## EXCERPT PROVIDED:
"""
This election marked the onset of 40 years of communist rule in Hungary. Nonetheless, the government formed after the election was still nominally a coalition. The Smallholders received the Ministries of Trade and Religion and Education in addition to the premiership, and the National Peasants Party receiving Agriculture and Construction. After the election, the Front's local committees dissolved themselves, and with them the National Peasant and Independent Smallholder local organs, although no law or ordinance was ever passed abolishing them.

==Background==
The Communists had spent the last year and a half tying up loose ends in their bid for total power. They began the final push in October 1947, when they told their non-Communist counterparts to cooperate with a reconfigured, Communist-dominated coalition government or go into exile. By this time, Communist leader Mátyás Rákosi had become the most powerful man in the country.
"""
## ACTIONS TO TAKE:
A: State whether each statement agrees with the excerpt on the Hungarian election: (i) The Smallholders received the premiership. (ii) The National Peasants Party received the Ministry of Trade. (iii) The Communists began their final push in October 1947. Answer yes or no for each, quoting the deciding words of the excerpt.
B: Reproduce the excerpt on the Hungarian election word for word from "This election marked" to "passed abolishing them.".
C: Summarize the excerpt on the Hungarian election in two sentences.

## DATA SHOWN:
"""
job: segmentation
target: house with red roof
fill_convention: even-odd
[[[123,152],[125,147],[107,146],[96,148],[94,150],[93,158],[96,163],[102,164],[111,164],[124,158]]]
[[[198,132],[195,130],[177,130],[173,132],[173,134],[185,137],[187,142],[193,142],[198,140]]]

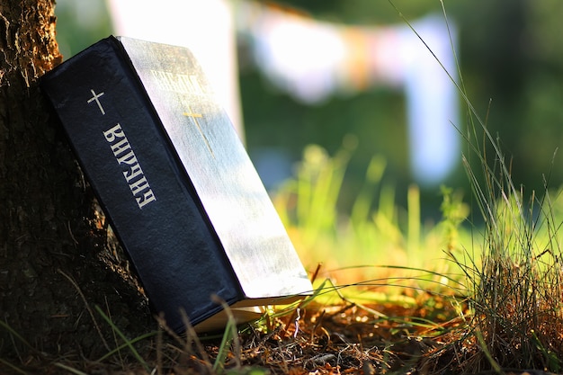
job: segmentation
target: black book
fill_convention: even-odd
[[[286,304],[312,287],[225,111],[185,48],[110,37],[41,87],[128,252],[176,332]]]

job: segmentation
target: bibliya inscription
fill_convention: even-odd
[[[86,102],[90,104],[95,102],[102,115],[105,115],[105,110],[100,102],[100,97],[103,95],[103,92],[96,94],[94,89],[90,92],[94,95]],[[139,209],[142,209],[150,202],[156,201],[156,197],[153,192],[147,177],[143,174],[143,170],[137,160],[135,152],[129,143],[129,139],[125,136],[125,132],[119,123],[103,132],[105,140],[110,143],[112,152],[117,160],[117,164],[123,165],[126,169],[123,171],[123,176],[127,182],[135,201]]]

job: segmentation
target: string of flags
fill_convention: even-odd
[[[412,22],[415,32],[407,24],[323,22],[250,1],[238,3],[235,17],[256,67],[301,103],[378,85],[402,89],[412,174],[420,184],[440,183],[459,165],[459,98],[451,82],[457,79],[457,31],[451,21],[428,15]]]

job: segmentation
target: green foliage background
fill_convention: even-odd
[[[66,57],[72,56],[112,32],[103,1],[99,12],[85,15],[81,2],[59,0],[58,40]],[[390,24],[402,21],[389,1],[285,0],[320,20],[349,24]],[[442,13],[439,0],[397,0],[406,18]],[[551,186],[563,183],[561,156],[553,159],[563,141],[563,4],[557,0],[444,1],[449,19],[458,25],[459,56],[469,99],[504,150],[513,157],[516,184],[526,192],[541,190],[543,174],[551,168]],[[80,15],[80,16],[79,16]],[[85,20],[89,20],[85,22]],[[241,51],[244,58],[244,51]],[[411,183],[405,103],[400,91],[376,87],[346,97],[334,97],[317,106],[305,106],[276,92],[255,69],[241,64],[240,87],[246,144],[251,156],[264,147],[278,147],[292,161],[308,144],[318,144],[334,155],[346,135],[355,136],[339,207],[347,210],[361,189],[374,155],[388,164],[385,181],[395,186],[399,204],[406,203]],[[487,115],[488,112],[488,115]],[[463,121],[463,120],[462,120]],[[457,124],[464,128],[464,124]],[[552,160],[554,165],[552,165]],[[465,190],[469,184],[460,166],[445,184]],[[421,192],[423,216],[438,215],[439,189]]]

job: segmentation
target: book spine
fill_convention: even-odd
[[[151,306],[169,326],[196,325],[242,298],[189,177],[119,41],[103,40],[44,76],[71,146]]]

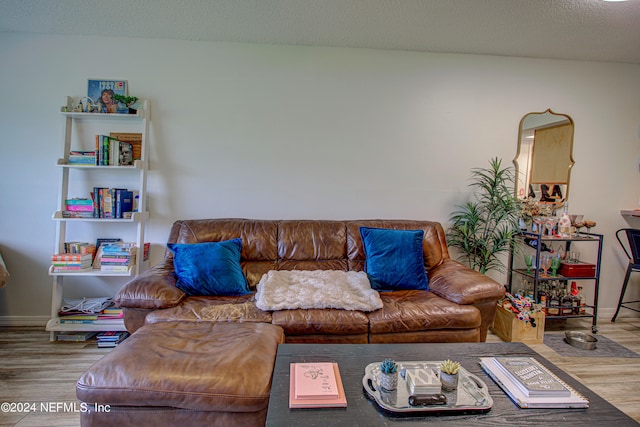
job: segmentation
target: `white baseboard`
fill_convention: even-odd
[[[49,316],[0,316],[1,326],[42,326],[44,329],[49,321]]]

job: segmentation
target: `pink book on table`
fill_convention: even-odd
[[[292,363],[290,408],[346,407],[337,363]]]

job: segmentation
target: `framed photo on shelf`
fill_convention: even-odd
[[[101,113],[118,113],[118,103],[114,95],[127,96],[126,80],[89,79],[87,96]],[[128,112],[128,109],[127,109]]]

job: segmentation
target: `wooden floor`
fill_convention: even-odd
[[[640,354],[640,318],[601,321],[598,326],[598,334]],[[590,323],[570,319],[546,329],[590,332]],[[490,334],[487,341],[501,340]],[[563,357],[544,344],[531,348],[640,422],[640,358]],[[0,403],[15,403],[13,409],[30,406],[28,413],[0,411],[0,426],[80,425],[74,412],[74,407],[80,409],[75,382],[109,351],[98,349],[95,341],[49,342],[49,333],[41,328],[0,328]]]

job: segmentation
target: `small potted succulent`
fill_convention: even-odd
[[[398,364],[393,359],[384,359],[380,363],[380,387],[386,391],[398,387]]]
[[[442,387],[449,390],[454,390],[458,387],[459,371],[459,362],[447,359],[440,363],[440,382],[442,383]]]

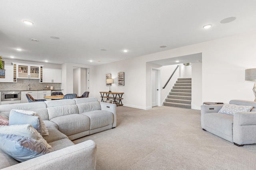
"""
## ANSWER LIST:
A:
(i) Yes: "The Smallholders received the Ministries of Trade and Religion and Education in addition to the premiership"
(ii) No: "the National Peasants Party receiving Agriculture and Construction"
(iii) Yes: "They began the final push in October 1947"

B:
This election marked the onset of 40 years of communist rule in Hungary. Nonetheless, the government formed after the election was still nominally a coalition. The Smallholders received the Ministries of Trade and Religion and Education in addition to the premiership, and the National Peasants Party receiving Agriculture and Construction. After the election, the Front's local committees dissolved themselves, and with them the National Peasant and Independent Smallholder local organs, although no law or ordinance was ever passed abolishing them.

C: The election began 40 years of communist rule in Hungary, although the government formed afterward was still nominally a coalition in which the Smallholders and the National Peasants Party received several ministries. The Communists had spent a year and a half pursuing total power and began their final push in October 1947, when their leader Mátyás Rákosi had become the most powerful man in the country.